TASK DETAILS:
Extract the listing in its entirety, keeping each line identical to the original.
○ ○ ○ ○
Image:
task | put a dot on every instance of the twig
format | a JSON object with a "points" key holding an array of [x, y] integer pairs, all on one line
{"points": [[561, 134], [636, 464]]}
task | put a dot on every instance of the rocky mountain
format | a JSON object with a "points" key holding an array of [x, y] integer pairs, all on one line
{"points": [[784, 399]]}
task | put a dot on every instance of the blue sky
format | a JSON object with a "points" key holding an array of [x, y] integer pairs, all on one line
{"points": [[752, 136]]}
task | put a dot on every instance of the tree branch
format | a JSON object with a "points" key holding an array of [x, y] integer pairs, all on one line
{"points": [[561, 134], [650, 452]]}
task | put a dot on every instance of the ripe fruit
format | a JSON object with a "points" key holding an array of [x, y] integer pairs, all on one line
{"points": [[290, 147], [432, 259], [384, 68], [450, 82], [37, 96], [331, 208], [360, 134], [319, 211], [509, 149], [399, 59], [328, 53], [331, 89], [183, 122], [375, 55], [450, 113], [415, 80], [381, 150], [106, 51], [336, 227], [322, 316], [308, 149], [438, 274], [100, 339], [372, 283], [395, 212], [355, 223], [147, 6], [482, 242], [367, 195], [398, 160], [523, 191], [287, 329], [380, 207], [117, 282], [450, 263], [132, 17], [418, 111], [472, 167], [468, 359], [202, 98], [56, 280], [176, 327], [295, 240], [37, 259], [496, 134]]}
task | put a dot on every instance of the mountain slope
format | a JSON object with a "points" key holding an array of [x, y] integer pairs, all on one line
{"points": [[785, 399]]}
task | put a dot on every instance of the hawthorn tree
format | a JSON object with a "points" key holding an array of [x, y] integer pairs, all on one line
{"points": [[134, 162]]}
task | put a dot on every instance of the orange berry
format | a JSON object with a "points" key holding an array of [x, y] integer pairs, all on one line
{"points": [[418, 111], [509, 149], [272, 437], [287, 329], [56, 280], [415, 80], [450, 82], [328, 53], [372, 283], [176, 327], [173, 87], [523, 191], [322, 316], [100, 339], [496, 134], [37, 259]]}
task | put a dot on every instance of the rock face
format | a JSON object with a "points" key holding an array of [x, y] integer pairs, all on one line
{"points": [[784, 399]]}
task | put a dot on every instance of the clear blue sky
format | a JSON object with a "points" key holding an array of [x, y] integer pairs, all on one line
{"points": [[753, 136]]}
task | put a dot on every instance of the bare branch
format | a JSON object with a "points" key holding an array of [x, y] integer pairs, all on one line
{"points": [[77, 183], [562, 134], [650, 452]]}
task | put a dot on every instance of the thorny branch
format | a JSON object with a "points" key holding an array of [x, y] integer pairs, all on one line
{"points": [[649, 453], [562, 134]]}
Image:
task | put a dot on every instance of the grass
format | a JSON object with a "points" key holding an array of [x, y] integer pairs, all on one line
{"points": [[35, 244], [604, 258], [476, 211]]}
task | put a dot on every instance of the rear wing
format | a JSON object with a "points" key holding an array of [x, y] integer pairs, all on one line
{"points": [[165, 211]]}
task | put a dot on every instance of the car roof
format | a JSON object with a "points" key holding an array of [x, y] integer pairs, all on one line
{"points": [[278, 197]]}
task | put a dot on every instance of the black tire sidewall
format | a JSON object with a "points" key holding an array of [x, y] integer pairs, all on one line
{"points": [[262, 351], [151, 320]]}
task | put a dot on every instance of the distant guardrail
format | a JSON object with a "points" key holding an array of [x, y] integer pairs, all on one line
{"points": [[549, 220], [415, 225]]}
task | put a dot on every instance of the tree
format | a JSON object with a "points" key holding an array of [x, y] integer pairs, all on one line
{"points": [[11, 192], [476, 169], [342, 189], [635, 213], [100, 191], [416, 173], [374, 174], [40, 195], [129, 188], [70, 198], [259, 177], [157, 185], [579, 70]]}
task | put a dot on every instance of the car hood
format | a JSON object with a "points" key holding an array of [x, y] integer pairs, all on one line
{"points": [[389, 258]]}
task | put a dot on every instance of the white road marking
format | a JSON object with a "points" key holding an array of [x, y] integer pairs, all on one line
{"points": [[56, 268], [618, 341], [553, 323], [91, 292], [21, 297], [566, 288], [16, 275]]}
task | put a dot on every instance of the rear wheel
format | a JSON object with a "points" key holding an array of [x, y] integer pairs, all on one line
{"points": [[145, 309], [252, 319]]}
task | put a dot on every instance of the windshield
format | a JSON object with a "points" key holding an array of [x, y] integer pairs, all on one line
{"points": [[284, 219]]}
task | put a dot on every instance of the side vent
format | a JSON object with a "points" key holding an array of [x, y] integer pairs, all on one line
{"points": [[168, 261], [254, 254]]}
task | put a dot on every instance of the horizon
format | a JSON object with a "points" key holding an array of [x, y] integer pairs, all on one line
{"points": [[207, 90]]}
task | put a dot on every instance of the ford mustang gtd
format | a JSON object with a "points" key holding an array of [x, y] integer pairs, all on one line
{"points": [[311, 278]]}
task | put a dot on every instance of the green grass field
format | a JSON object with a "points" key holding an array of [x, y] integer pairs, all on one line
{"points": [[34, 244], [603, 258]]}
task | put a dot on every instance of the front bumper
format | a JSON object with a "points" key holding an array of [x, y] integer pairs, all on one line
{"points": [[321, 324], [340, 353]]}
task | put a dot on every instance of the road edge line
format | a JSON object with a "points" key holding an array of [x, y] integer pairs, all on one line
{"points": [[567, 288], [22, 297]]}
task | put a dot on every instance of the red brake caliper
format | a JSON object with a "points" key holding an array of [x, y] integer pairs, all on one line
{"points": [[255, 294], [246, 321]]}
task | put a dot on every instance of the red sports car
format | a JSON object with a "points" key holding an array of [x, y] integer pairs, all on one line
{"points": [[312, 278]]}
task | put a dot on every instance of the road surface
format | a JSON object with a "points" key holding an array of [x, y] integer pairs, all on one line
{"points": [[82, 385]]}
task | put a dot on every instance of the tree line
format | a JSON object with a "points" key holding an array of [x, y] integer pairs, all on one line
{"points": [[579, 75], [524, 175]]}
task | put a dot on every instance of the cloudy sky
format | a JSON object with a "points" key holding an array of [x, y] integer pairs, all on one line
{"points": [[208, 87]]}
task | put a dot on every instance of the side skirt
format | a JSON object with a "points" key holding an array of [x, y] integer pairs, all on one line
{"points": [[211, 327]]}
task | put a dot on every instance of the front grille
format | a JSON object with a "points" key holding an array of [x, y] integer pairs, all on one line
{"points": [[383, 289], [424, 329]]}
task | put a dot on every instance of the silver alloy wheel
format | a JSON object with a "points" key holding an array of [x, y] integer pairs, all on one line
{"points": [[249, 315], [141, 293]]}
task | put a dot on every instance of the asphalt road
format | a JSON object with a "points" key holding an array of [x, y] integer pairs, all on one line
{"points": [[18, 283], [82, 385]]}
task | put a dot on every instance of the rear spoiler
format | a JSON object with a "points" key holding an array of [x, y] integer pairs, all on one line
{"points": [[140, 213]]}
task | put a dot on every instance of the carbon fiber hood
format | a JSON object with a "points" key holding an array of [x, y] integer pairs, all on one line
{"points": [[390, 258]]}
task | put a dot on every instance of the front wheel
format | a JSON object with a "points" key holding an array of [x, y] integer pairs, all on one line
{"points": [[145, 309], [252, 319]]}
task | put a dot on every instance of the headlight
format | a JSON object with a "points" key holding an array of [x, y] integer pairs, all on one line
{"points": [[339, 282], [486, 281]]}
○ ○ ○ ○
FULL SOLUTION:
Image:
task | put a dot on every instance of the twig
format | a JSON object with a "points" key holding an array of [x, y] integer pairs, all on one line
{"points": [[561, 134], [636, 464]]}
task | put a dot on every instance of the rocky mountain
format | a JSON object with a "points" key holding an array of [x, y] integer pairs, all on one line
{"points": [[784, 399]]}
task | put a dot on every instance of the blue sky
format | a JSON object with a "points" key holding an array of [x, y] integer pairs, all on one line
{"points": [[752, 136]]}
task | put a dot on every instance of the tree branch
format | a JSON object with a "points" key holding an array of [x, y] integer pairs, all on one line
{"points": [[561, 134], [650, 452]]}
task | put a dot on every instance of the ripe fruit
format | a JSON object with a "points" key holding an array of [x, y] integer pairs, all on one line
{"points": [[290, 147], [432, 259], [384, 68], [450, 82], [37, 96], [331, 208], [360, 134], [319, 211], [509, 149], [399, 59], [328, 53], [331, 89], [183, 122], [375, 55], [450, 113], [415, 80], [381, 150], [106, 51], [336, 227], [322, 316], [308, 149], [438, 274], [100, 339], [372, 283], [395, 212], [355, 223], [147, 6], [482, 242], [367, 195], [398, 160], [523, 191], [287, 329], [380, 207], [117, 282], [450, 263], [132, 17], [418, 111], [472, 167], [468, 359], [202, 98], [56, 280], [176, 327], [295, 240], [37, 259], [496, 134]]}
task | put a dot on every instance of the mountain slope
format | a JSON object with a "points" key holding an array of [x, y] integer pairs, all on one line
{"points": [[785, 399]]}
task | put a dot on every instance of the hawthorn tree
format | a JSON object with a "points" key holding an array of [x, y] integer pairs, all on one line
{"points": [[134, 162]]}
task | put a dot on every instance of the orange berry
format | a JSON object with a "points" key holding an array of [x, y] integer pairs, all on one line
{"points": [[418, 111], [509, 149], [272, 437], [287, 329], [56, 280], [415, 80], [450, 82], [328, 53], [372, 283], [176, 327], [173, 87], [523, 191], [322, 316], [100, 339], [496, 134], [37, 259]]}
task | put a dot on every instance of the rock face
format | a JSON object with a "points" key holding an array of [x, y] integer pairs, all on one line
{"points": [[784, 399]]}
task | put a dot on every instance of the clear blue sky
format | a JSON object with a "points" key holding an array of [x, y] integer pairs, all on one line
{"points": [[753, 136]]}
task | put a dot on every instance of the bare branch
format | a JSON object with a "points" key holding an array of [x, y] integer pairs, all on one line
{"points": [[77, 183], [562, 134], [650, 452]]}
task | put a dot on every instance of the thorny branch
format | a JSON object with a "points" key holding an array of [x, y] integer pairs, all on one line
{"points": [[649, 453], [562, 134]]}
Image:
task | put a dot on every instance of the grass
format | a JSON object with a "points" key holding an array of [x, y] integer pairs, all on one line
{"points": [[35, 244], [604, 258], [476, 211]]}
task | put a dot on every instance of the rear wing
format | a JSON object with a "points" key holding an array of [x, y] integer pairs, all on one line
{"points": [[165, 211]]}
task | put a dot on every instance of the car roof
format | a JSON object with a "points" key holding an array of [x, y] integer pairs, all on one line
{"points": [[278, 197]]}
task | put a dot on every instance of the black tire sidewall
format | a JSON object with a "points" key holding an array of [x, y] integer pairs, all on one line
{"points": [[262, 351], [151, 320]]}
task | put a dot on every instance of the distant guardrail
format | a JSON object with a "points" key holding an array of [x, y] integer pairs, all on one line
{"points": [[549, 220], [415, 225]]}
task | put a dot on every instance of the tree
format | a JSON object with a "points" key holding an array of [x, y] integer pairs, all on one line
{"points": [[11, 192], [476, 169], [342, 189], [635, 213], [100, 191], [416, 173], [374, 174], [40, 195], [129, 188], [70, 198], [259, 177], [157, 185], [579, 70]]}
task | put a dot on every instance of the car hood
format | a JSON object with a "points" key holding an array of [x, y] integer pairs, all on one line
{"points": [[389, 258]]}
task | put a dot on every instance of the white road marking
format | a JSON object with a "points" key holding an array of [x, y] integer pairs, all on one line
{"points": [[56, 268], [618, 341], [553, 323], [91, 292], [21, 297], [566, 288], [16, 275]]}
task | put a dot on every instance of the rear wheel
format | a JSON object with a "points" key holding an array of [x, y] integer pairs, all on one line
{"points": [[145, 309], [252, 319]]}
task | put a dot on every instance of the windshield
format | a JSON object with a "points" key holding an array of [x, y] integer pairs, all on one line
{"points": [[284, 219]]}
task | put a dot on every instance of the side vent
format | a JSON object with a "points" key holding an array of [x, y] integer pairs, all on one line
{"points": [[168, 261], [254, 254]]}
task | put a dot on every instance of the horizon
format | a JSON object with a "points" key holding an array of [x, y] integer pairs, all on one line
{"points": [[207, 90]]}
task | put a dot on every instance of the ford mustang gtd
format | a JSON object with a "points" key holding an array of [x, y] integer pairs, all on one line
{"points": [[311, 278]]}
task | put a dot on every instance of the green grass field
format | a JSON object with a "points" key holding an array of [x, y] integer pairs, all on one line
{"points": [[34, 244], [603, 258]]}
task | put a dot on every instance of the front bumper
format | a JSON object with a "points" key holding an array of [x, y] integer pairs, all on one line
{"points": [[321, 324], [340, 353]]}
task | put a dot on every instance of the road edge line
format | a JSON object with a "points" key holding an array of [x, y] integer pairs, all on one line
{"points": [[567, 288], [22, 297]]}
task | put a dot on every instance of the red brake caliper
format | a JSON object with a "points" key holding an array of [x, y] integer pairs, all on one line
{"points": [[255, 294], [246, 321]]}
task | put a dot on every instance of the red sports car
format | a JSON object with a "points" key holding an array of [x, y] integer pairs, all on one line
{"points": [[312, 278]]}
task | put a dot on every instance of the road surface
format | a JSON object with a "points" key holding an array of [x, y] integer pairs, all on one line
{"points": [[82, 385]]}
task | put a dot on every instance of the tree line
format | a JSON object with a "points" key holding an array of [x, y] integer pairs, all on one line
{"points": [[579, 75], [524, 175]]}
task | put a dot on every instance of the cloudy sky
format | a JSON object with a "points" key holding an array of [x, y] integer pairs, all on one line
{"points": [[208, 87]]}
task | put a dot on every instance of the side skirt
format | a JSON object with a "points" key holding an array of [x, y] integer pairs, all on one line
{"points": [[211, 327]]}
task | put a dot on every instance of the front grille
format | a JSON object with a "points" key holding an array of [x, y] integer pairs, all on one line
{"points": [[383, 289], [424, 329]]}
task | put a dot on every instance of the silver alloy wheel
format | a JSON object with a "points" key holding an array of [x, y] integer pairs, all on one line
{"points": [[249, 315], [141, 293]]}
task | put a dot on every instance of the asphalt road
format | a JSON object with a "points" key holding an array of [x, y] integer pairs, all on one line
{"points": [[18, 283], [82, 385]]}
task | put a dot on every instance of the rear spoiler
format | a JSON object with a "points" key holding an array of [x, y] integer pairs, all on one line
{"points": [[140, 213]]}
task | put a dot on every instance of the carbon fiber hood
format | a JSON object with a "points" key holding an array of [x, y] integer pairs, all on one line
{"points": [[390, 258]]}
task | put a dot on every instance of the front wheel
format | a JSON object with a "points" key holding an array of [x, y] integer pairs, all on one line
{"points": [[145, 309], [252, 319]]}
task | put a dot on every instance of the headlight
format | a JSON object with a "points" key holding an array of [x, y] integer pairs, all on one line
{"points": [[339, 282], [486, 281]]}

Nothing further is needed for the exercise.